# Brake, ABS, and DSC Warning Lights Coming On



## cai (Feb 24, 2006)

The car starts normally in the morning, but after driving about 3 miles if I shut it off next time I start it the DSC light and the brake and ABS warnings come on. Sometimes the light and warnings come off after repeatedly turning the car on and off. Sometimes the light comes on a few miles after I start the second time. I connected the code reading tool to see if there were any codes being generated - there were none. There are no warning messages in the main (long) middle pannel, just the lights come on. When the lights and warnings were on I tested the car for ABS by slamming on the brakes at about 40 mph, there was no ABS and I left a trail of burnt tire marks.

I am thinking that this could be a heating issue caused by a sticking caliper, or at best a computer error which could be corrected by resetting it - that is remove power and then reconnect the battery.

Any ideas of what is happening? Thank you.


----------



## NTB (Oct 20, 2004)

Are you low on brake fluid?

Have you done a fluid swap?

When was your last brake pad and disk change?


----------



## cai (Feb 24, 2006)

NTB said:


> Are you low on brake fluid?
> 
> Have you done a fluid swap?
> 
> When was your last brake pad and disk change?


I was low on brake fluid and put in a bit of Castrol DOT 3/4.
I have not done the 2 year fluid swap, but have been thinking about it.
The pads and rotors are about 20,000 miles old, on inspection do not seem bad.

Thank you.


----------



## NTB (Oct 20, 2004)

So this happened after adding fluid, or adding fluid fixed it?


----------



## cai (Feb 24, 2006)

NTB said:


> So this happened after adding fluid, or adding fluid fixed it?


Neither, it was present before adding fluid and adding fluid did not fix it.

Thank you.


----------



## cai (Feb 24, 2006)

▸ **PROBLEMS TO SOLVE**:
1. Print the part of the brake warning light thread between "The car starts" and "burnt tire marks.", inclusive.
2. Continue the brake warning light thread from the point where it stops.
The items that come next have nothing to do with this.

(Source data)

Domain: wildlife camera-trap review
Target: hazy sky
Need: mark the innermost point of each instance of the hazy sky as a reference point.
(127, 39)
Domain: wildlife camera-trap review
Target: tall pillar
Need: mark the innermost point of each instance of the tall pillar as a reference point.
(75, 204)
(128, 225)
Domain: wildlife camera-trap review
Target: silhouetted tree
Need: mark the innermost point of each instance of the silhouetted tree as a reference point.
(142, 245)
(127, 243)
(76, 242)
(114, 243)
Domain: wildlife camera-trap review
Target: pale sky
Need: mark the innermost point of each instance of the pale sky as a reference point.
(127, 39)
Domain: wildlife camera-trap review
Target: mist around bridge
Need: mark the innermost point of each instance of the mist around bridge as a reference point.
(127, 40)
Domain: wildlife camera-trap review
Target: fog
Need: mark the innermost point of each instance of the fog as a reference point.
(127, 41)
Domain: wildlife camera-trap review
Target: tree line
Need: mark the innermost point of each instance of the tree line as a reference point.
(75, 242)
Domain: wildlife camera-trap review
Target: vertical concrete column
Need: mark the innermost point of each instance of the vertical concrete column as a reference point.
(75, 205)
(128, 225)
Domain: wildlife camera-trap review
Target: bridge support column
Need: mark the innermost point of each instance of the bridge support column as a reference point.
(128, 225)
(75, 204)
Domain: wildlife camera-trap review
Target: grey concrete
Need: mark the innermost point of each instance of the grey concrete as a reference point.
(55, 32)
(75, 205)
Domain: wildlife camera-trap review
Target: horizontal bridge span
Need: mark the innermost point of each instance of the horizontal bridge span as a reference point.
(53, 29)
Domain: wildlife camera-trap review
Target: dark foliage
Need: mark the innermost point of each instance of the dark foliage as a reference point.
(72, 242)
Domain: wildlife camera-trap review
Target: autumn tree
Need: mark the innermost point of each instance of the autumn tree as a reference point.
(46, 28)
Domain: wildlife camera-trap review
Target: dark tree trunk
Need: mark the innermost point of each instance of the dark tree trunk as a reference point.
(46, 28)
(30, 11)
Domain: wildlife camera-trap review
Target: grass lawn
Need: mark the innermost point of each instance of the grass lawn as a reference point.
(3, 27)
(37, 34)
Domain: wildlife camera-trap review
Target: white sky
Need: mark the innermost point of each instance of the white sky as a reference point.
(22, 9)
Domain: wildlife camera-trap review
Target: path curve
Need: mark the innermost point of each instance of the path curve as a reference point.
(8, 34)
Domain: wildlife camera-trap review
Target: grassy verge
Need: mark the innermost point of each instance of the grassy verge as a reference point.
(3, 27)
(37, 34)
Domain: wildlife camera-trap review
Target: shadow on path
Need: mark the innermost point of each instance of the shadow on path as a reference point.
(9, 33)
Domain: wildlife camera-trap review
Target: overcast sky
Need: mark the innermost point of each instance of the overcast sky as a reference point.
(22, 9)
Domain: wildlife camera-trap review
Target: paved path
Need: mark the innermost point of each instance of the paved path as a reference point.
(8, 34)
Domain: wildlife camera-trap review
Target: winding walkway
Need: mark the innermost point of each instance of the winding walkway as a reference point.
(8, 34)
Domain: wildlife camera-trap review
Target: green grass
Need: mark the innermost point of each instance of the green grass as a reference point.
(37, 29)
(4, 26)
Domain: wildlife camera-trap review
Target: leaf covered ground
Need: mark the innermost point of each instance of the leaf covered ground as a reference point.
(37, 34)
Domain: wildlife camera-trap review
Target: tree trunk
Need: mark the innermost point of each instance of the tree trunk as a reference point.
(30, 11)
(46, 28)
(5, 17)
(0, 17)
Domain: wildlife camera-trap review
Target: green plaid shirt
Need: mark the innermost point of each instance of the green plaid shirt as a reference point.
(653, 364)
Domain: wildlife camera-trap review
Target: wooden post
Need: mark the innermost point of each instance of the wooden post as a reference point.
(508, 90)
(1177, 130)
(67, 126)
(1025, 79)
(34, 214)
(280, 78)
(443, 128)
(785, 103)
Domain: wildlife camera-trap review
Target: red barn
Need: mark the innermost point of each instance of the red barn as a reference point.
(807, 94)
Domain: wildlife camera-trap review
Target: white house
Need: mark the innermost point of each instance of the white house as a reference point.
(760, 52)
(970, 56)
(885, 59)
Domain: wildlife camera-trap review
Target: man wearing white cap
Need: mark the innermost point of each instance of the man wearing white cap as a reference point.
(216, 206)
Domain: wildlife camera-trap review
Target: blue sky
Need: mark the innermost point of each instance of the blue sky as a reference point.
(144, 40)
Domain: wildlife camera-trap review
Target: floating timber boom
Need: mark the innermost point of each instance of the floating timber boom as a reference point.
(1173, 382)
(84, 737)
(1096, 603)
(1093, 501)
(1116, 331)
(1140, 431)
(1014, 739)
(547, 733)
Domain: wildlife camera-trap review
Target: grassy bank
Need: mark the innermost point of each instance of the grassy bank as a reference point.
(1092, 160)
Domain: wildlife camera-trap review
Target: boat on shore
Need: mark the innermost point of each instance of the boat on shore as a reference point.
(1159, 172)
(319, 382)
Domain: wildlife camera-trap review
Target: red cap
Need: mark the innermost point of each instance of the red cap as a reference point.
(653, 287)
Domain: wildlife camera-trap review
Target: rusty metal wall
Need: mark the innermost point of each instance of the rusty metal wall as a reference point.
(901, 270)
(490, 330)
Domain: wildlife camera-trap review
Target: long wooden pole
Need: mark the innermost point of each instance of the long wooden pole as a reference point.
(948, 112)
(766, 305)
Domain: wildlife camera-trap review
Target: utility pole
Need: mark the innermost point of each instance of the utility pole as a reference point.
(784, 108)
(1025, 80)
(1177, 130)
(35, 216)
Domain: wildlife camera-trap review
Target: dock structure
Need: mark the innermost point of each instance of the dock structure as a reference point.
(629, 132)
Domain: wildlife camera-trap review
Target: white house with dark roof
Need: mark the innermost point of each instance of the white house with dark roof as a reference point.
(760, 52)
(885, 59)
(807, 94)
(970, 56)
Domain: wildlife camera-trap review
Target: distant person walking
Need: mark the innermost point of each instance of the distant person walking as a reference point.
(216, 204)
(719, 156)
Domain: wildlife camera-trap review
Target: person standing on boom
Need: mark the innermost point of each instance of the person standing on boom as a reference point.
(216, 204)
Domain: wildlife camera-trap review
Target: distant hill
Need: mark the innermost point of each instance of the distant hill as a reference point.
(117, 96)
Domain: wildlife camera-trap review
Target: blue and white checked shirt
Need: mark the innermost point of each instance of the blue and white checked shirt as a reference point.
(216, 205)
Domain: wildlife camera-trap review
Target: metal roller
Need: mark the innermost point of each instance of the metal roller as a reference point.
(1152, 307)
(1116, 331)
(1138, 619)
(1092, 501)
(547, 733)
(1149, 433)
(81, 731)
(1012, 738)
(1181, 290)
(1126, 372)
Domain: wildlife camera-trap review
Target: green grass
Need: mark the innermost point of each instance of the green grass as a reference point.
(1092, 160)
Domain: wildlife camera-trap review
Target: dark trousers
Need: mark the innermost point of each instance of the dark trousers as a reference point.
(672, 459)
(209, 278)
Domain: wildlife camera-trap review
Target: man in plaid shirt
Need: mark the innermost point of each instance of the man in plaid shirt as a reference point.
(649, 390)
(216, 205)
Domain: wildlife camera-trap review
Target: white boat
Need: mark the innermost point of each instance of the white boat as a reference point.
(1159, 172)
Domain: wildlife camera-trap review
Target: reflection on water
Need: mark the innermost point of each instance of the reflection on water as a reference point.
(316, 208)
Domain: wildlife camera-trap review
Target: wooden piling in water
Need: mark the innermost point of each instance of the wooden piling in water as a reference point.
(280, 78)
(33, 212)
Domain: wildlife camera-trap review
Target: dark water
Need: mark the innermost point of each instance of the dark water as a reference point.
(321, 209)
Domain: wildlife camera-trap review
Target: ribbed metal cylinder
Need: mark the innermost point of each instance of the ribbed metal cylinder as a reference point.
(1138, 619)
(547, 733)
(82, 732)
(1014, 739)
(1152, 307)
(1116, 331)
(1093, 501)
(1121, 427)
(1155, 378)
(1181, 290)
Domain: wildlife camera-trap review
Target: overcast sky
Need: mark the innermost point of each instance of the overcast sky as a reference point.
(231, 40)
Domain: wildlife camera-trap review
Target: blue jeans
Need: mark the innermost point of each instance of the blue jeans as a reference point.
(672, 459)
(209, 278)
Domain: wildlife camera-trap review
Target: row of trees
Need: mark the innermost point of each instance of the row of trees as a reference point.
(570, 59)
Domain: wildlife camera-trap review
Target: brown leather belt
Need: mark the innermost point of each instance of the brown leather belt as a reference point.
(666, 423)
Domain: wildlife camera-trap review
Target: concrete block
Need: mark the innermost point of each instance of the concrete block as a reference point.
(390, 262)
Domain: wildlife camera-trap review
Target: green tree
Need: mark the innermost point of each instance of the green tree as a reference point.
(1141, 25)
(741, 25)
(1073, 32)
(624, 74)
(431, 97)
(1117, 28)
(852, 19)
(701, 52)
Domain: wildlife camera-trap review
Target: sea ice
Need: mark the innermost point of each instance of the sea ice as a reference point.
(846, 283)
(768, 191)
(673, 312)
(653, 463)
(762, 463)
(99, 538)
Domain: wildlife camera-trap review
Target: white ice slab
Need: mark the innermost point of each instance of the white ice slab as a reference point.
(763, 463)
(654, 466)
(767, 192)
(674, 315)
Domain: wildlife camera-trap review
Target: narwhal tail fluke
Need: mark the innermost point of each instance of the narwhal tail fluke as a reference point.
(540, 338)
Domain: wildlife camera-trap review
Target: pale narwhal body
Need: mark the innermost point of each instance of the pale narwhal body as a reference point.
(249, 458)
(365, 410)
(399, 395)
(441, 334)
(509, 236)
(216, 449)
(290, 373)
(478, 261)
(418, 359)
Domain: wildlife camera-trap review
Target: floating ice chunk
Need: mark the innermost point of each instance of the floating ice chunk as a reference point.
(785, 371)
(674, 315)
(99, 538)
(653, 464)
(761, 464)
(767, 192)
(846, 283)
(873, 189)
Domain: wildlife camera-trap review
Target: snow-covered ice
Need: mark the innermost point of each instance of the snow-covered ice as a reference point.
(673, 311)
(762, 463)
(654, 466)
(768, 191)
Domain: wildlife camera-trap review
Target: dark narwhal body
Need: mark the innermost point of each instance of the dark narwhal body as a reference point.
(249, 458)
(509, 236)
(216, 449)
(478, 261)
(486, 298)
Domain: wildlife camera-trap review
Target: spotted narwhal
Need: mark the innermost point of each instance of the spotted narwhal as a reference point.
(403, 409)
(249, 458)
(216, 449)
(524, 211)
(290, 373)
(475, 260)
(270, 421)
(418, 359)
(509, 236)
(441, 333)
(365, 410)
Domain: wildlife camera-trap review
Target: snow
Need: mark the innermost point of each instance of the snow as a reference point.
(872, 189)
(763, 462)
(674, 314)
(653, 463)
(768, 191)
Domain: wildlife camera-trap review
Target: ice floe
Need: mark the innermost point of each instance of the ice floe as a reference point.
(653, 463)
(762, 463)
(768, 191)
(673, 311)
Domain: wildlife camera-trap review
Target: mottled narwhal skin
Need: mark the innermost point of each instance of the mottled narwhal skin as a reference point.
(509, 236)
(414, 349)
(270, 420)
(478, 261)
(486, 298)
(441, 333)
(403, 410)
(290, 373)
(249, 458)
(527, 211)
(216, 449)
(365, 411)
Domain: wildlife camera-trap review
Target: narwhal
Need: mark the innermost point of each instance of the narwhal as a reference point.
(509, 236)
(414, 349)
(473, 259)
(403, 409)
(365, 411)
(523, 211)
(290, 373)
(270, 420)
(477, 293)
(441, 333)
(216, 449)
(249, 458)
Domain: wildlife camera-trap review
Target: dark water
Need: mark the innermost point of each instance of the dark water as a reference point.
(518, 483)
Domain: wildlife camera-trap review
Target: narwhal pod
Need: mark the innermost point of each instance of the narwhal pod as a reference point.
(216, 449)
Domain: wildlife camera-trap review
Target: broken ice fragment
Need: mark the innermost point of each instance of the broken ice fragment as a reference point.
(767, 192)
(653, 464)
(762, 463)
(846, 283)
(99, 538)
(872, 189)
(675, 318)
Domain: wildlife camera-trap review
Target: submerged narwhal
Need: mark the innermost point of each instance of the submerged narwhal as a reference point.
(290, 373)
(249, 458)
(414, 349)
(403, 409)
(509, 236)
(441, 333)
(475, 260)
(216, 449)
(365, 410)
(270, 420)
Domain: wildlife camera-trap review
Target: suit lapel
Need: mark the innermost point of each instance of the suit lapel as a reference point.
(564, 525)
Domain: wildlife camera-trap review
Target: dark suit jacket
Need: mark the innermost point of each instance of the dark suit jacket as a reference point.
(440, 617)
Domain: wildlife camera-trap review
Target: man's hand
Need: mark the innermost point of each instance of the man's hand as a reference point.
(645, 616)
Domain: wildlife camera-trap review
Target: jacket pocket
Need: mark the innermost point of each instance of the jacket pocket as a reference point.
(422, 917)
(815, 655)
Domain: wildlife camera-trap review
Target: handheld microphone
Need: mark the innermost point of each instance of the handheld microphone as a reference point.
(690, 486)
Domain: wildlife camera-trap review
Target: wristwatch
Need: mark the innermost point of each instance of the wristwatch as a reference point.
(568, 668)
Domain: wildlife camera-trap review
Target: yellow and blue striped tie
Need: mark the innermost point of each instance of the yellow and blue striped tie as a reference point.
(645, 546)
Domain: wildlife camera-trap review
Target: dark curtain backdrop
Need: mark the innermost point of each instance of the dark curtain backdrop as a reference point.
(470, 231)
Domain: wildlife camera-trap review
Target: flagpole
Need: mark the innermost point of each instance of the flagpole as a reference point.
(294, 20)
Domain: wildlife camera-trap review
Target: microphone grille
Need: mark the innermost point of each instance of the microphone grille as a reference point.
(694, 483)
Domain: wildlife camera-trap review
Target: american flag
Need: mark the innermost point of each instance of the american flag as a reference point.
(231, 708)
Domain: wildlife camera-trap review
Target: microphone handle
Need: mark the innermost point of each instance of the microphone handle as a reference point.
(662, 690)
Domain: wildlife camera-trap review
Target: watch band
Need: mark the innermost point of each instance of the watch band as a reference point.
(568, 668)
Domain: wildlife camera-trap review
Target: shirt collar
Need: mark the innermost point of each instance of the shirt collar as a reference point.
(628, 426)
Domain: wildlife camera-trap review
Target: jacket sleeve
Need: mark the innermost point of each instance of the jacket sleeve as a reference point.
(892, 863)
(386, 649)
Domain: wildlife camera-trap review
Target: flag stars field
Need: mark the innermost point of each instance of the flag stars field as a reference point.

▸ **RESPONSES TO THE EXERCISE**:
1.
The car starts normally in the morning, but after driving about 3 miles if I shut it off next time I start it the DSC light and the brake and ABS warnings come on. Sometimes the light and warnings come off after repeatedly turning the car on and off. Sometimes the light comes on a few miles after I start the second time. I connected the code reading tool to see if there were any codes being generated - there were none. There are no warning messages in the main (long) middle pannel, just the lights come on. When the lights and warnings were on I tested the car for ABS by slamming on the brakes at about 40 mph, there was no ABS and I left a trail of burnt tire marks.

2.
The problem was with the ABS module. I took the car to the semi-dealer and it appears to have been fixed.


----------



## bulent335 (Aug 15, 2006)

was it the steering sensor?


----------



## LexusSoarer (Dec 24, 2006)

cai said:


> The problem was with the ABS module. I took the car to the semi-dealer and it appears to have been fixed.


Ohhh how much did that cost you?? I am currently having the same problem on my 850 and the dealer says it will cost me an arm and a leg for the module alone.


----------



## cai (Feb 24, 2006)

It did not cost me anything, I have the car on an extended warranty that I bought. However, I think the module costs about $200 and it should not take more than an hour to replace, if that much. See if you can find an independent shop that specializes in BMWs and ask them if they would install the part for you, then go and buy it on the internet. Or the other option is to tell them where to buy the part on the internet and have them install it. Some shops get hefty discounts and in the latter case they will make money off it, but not as much as the dealer wants.

If you are in the DC area I can put you in touch with the semi-dealer that I use - Auto Advantage in Manassas. They have semi-reasonable rates.

Good luck.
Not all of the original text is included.